## WORK INSTRUCTION
Report every line below that contains the word "positive", with case counting.

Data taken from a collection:
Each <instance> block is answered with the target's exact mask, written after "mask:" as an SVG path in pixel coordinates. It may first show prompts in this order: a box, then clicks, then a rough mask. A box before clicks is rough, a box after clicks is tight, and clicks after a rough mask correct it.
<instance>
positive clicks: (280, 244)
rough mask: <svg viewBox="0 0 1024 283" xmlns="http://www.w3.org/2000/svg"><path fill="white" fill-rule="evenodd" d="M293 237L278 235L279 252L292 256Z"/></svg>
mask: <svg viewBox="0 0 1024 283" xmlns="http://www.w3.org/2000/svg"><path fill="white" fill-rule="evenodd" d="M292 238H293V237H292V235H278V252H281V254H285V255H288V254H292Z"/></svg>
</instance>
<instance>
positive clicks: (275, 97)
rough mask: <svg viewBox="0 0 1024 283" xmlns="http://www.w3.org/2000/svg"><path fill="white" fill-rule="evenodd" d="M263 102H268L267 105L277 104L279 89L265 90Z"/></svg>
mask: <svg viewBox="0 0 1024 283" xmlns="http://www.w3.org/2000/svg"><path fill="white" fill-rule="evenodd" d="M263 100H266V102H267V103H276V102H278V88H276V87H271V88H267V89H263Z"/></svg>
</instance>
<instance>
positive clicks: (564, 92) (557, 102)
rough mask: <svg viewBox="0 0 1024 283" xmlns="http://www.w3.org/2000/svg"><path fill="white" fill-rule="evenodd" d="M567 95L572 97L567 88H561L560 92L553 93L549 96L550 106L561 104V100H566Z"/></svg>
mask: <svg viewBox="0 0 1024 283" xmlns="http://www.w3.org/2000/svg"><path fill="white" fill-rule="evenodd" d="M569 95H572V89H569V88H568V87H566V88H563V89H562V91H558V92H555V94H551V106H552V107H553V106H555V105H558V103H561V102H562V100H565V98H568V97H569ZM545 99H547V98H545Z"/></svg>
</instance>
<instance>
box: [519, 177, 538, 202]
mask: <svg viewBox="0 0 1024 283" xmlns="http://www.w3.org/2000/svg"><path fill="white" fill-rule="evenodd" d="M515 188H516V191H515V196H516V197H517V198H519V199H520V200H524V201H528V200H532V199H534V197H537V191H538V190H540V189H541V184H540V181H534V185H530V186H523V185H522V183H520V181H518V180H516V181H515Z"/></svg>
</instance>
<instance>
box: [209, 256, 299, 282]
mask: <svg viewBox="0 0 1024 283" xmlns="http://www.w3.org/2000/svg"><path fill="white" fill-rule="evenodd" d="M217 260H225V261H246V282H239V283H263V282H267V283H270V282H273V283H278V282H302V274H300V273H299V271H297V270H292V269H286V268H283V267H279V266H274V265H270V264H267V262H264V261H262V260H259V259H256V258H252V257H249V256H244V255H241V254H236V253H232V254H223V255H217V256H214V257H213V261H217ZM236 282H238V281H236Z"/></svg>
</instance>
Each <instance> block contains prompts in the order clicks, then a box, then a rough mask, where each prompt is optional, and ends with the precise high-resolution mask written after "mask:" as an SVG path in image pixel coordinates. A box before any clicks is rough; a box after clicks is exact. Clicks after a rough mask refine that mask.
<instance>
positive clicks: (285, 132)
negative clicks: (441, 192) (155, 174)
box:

## ANSWER TO THE EXERCISE
positive clicks: (280, 244)
positive clicks: (275, 97)
positive clicks: (564, 92) (557, 102)
positive clicks: (285, 132)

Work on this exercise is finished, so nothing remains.